3. Why do you think the environment and climate still not getting enough attention they should be getting?

One of the many setbacks caused by the pandemic is the attention shift from a year supposed to be the “year of the environment,” with several important global meetings on a series of environmental issues that have been overlooked so far. Environmental defenders around the globe are significantly affected, worsening existing threats. This is especially true in Latin America, and the Amazon region specifically. The lack of enforcement of environmental laws and the regression on rules and their implementation have increased threats, violence, and deaths. Vulnerable groups, including Indigenous peoples, are particularly exposed to the pandemic, and their voices are even less heard in this scenario.

Additionally, as mentioned before, I think there is not enough attention given to scholars and cases from Latin America. The challenges for providing broad regional representation in international law, especially from scholars from the Global South, are many. But Latin America and other regions beyond North America and Europe, provide many emerging new legal theories that should be known and considered at a global level. These include, for example, broad adoption and implementation of constitutional environmental rights, and more specific rights of nature (a theory that emerged in Latin America and has been picked up in several other countries, including India and New Zealand).

4. As briefly but as specifically as you can say, what the most compelling challenges in HR & E right now? Can you briefly describe any proposed solutions?

---*---

*APPLY WHAT YOU READ*.
1. Rewrite a stretch of the interview excerpt, beginning at the words "One of the many" and stopping after "in this scenario.", and replace "Environmental defenders" with "Environmental activists".
2. According to the interview excerpt, which two countries outside Latin America have picked up the rights of nature theory?

---*---

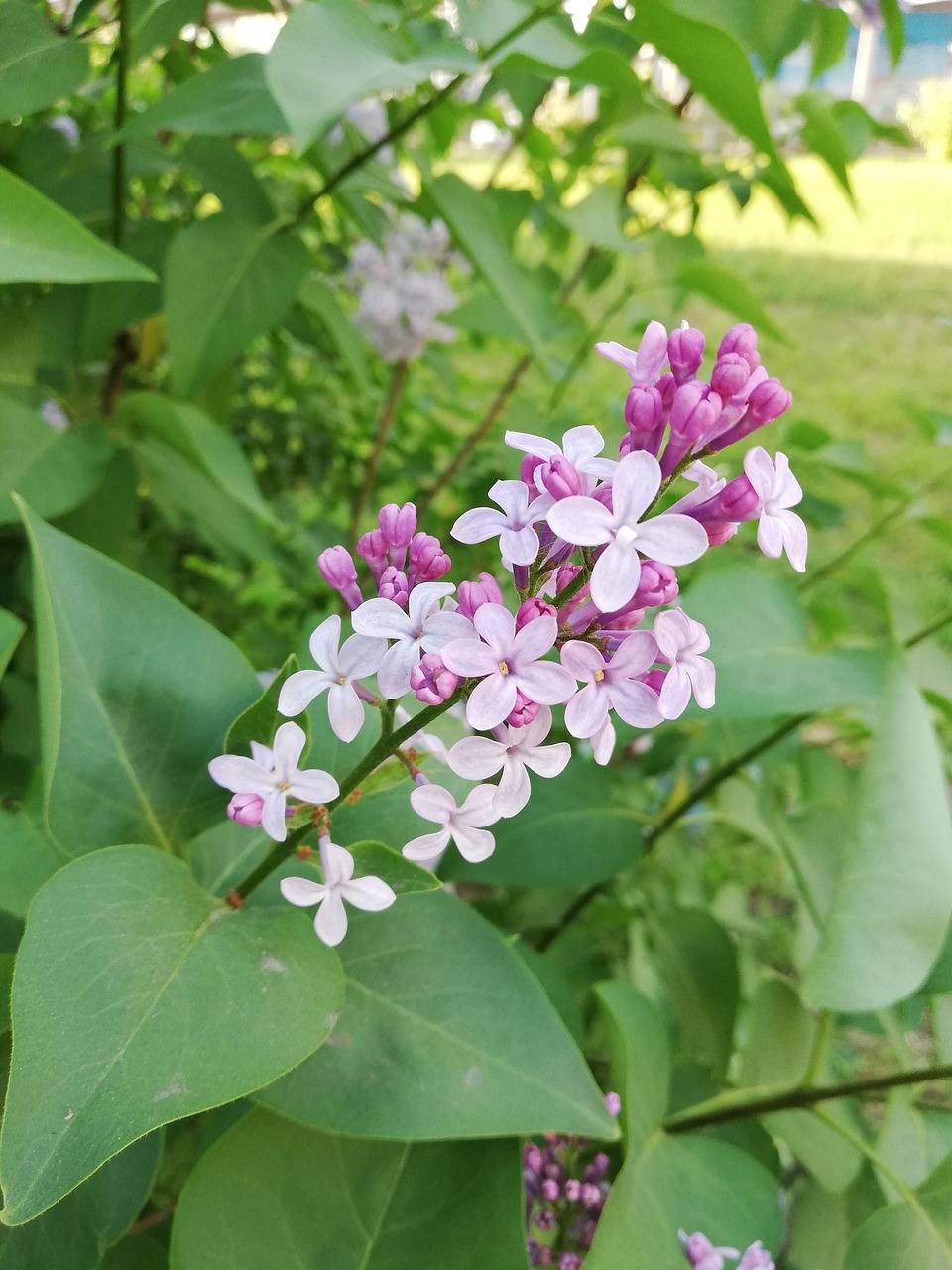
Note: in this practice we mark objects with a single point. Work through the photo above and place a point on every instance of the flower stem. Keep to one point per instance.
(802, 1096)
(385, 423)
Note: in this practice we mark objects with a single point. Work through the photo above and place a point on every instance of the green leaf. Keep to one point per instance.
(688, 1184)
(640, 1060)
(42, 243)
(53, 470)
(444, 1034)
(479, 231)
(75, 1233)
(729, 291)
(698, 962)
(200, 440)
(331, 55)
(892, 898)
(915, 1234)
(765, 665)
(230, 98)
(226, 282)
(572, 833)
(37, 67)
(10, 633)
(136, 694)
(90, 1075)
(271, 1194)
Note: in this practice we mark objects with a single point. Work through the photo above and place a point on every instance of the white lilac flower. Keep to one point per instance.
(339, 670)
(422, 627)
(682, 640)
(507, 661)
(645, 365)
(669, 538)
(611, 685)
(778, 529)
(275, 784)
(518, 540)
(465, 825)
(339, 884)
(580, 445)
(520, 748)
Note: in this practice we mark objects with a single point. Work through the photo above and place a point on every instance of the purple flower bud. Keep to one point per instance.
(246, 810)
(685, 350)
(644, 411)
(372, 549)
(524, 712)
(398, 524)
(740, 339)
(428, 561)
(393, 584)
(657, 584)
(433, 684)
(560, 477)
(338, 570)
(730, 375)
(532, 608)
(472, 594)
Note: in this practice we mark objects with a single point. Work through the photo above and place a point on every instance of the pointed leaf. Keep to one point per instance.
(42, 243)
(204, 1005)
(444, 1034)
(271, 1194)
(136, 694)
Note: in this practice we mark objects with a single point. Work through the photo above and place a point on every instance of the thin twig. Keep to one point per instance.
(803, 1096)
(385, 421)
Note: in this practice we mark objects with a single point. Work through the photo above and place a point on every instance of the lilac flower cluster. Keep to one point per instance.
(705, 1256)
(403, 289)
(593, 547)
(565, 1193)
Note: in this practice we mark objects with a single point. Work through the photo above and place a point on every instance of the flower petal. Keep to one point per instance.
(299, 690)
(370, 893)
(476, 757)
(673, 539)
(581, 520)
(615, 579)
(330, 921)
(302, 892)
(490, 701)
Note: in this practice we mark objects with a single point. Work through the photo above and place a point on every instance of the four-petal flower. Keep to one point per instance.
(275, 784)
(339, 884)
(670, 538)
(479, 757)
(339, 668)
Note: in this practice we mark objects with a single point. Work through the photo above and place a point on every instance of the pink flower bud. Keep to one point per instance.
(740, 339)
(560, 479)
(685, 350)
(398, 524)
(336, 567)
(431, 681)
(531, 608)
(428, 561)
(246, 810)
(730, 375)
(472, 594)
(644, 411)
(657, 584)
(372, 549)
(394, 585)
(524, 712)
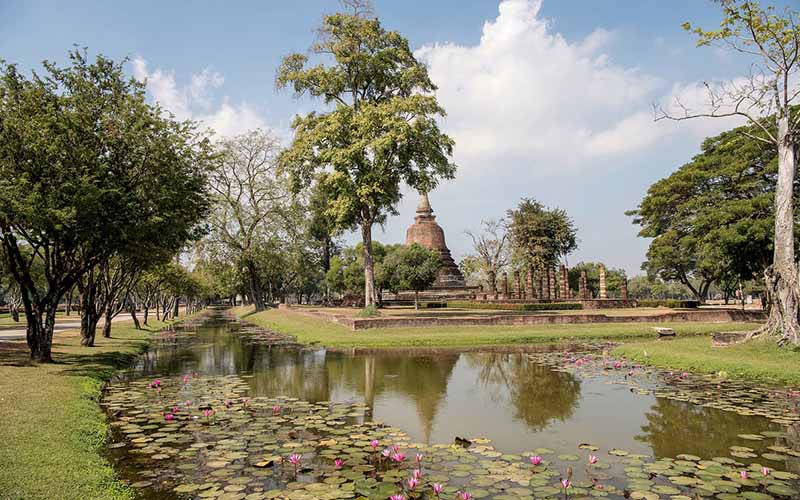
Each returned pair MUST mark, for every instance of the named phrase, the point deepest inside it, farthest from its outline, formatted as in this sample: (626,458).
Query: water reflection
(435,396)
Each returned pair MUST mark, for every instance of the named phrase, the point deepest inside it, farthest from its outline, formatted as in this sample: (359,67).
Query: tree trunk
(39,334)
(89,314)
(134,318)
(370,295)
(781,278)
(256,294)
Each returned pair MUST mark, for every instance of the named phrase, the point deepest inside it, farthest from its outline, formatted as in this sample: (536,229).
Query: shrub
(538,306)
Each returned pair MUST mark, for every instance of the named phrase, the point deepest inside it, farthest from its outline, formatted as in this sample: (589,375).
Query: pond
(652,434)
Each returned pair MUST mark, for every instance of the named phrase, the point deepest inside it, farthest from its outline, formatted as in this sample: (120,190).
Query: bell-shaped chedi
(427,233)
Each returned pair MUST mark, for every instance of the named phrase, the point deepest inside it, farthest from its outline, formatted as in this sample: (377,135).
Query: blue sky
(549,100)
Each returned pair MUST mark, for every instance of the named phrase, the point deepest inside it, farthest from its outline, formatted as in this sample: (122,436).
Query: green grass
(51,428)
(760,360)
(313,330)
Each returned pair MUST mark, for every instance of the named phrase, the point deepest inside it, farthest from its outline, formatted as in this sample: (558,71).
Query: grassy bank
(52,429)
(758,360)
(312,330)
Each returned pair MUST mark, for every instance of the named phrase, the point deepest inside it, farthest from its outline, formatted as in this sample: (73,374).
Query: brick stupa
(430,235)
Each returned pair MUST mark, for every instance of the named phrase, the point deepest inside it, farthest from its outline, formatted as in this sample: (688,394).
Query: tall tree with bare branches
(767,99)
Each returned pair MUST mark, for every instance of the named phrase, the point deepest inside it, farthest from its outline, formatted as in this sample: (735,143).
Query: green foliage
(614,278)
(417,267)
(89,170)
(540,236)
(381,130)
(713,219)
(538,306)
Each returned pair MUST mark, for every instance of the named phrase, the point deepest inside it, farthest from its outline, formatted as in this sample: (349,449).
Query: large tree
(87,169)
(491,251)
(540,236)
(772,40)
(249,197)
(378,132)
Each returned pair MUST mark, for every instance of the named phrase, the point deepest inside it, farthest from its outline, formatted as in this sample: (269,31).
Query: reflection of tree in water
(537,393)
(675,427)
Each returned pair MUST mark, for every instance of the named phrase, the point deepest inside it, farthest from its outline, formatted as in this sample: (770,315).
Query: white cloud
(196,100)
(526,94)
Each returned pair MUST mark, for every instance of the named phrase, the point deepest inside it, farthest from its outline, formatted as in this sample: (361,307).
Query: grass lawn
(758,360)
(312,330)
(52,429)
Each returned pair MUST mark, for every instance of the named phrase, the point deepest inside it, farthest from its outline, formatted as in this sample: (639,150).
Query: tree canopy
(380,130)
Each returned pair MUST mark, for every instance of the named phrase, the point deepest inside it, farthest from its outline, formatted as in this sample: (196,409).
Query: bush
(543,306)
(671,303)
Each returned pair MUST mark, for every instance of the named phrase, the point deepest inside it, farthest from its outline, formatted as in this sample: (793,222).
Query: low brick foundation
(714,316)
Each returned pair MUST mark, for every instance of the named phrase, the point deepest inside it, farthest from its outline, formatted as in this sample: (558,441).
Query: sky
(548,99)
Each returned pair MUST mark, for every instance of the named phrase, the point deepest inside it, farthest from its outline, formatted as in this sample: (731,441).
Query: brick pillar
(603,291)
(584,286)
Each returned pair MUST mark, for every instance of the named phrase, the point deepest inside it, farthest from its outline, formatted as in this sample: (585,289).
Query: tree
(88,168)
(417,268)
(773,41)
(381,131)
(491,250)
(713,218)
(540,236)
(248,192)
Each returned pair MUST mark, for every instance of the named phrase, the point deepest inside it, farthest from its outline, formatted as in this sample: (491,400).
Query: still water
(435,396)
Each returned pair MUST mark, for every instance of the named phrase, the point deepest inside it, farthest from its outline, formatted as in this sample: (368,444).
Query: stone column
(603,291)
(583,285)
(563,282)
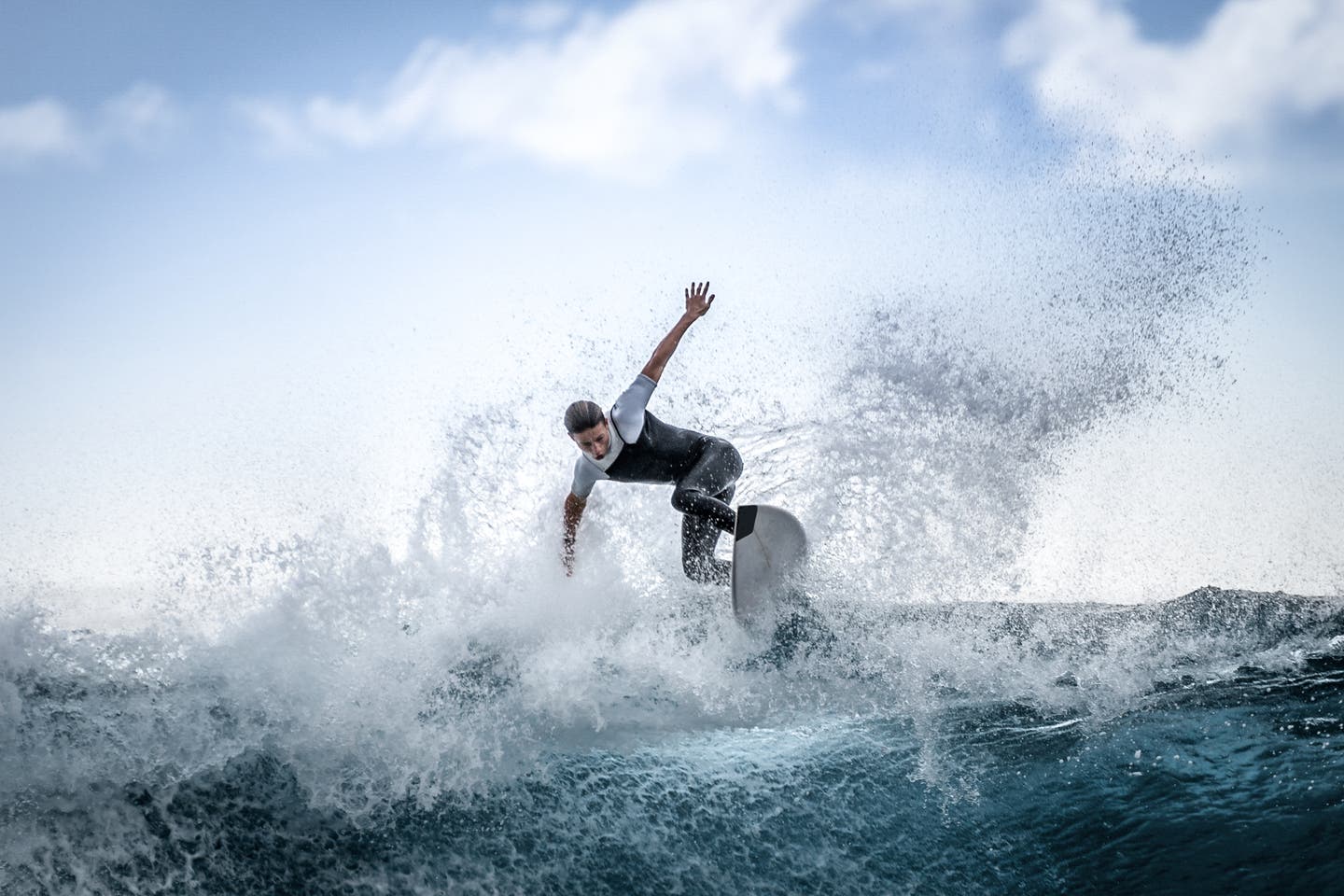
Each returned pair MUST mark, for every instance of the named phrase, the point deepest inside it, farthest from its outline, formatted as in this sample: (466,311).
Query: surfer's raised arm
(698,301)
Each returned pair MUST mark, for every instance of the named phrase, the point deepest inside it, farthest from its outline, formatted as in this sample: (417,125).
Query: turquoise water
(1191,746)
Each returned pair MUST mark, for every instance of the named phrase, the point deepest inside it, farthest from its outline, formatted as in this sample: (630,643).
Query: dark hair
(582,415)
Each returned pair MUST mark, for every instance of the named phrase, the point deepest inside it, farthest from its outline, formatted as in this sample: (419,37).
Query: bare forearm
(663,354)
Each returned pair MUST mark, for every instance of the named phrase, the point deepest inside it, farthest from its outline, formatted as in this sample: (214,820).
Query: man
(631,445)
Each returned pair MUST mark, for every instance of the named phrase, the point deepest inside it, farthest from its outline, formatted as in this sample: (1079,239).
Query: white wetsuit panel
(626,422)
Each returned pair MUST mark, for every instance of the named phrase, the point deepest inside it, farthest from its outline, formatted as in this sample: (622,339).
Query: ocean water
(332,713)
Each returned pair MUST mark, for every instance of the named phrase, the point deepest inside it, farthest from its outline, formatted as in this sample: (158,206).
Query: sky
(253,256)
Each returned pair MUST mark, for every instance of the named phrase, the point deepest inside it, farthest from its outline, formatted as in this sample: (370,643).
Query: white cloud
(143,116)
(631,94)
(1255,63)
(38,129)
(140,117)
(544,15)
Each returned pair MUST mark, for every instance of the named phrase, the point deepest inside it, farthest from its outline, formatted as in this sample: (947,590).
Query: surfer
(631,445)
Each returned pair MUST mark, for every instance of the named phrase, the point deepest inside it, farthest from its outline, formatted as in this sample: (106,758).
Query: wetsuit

---*---

*TASK ANSWERS*.
1.
One of the many setbacks caused by the pandemic is the attention shift from a year supposed to be the “year of the environment,” with several important global meetings on a series of environmental issues that have been overlooked so far. Environmental activists around the globe are significantly affected, worsening existing threats. This is especially true in Latin America, and the Amazon region specifically. The lack of enforcement of environmental laws and the regression on rules and their implementation have increased threats, violence, and deaths. Vulnerable groups, including Indigenous peoples, are particularly exposed to the pandemic, and their voices are even less heard in this scenario.

2. India and New Zealand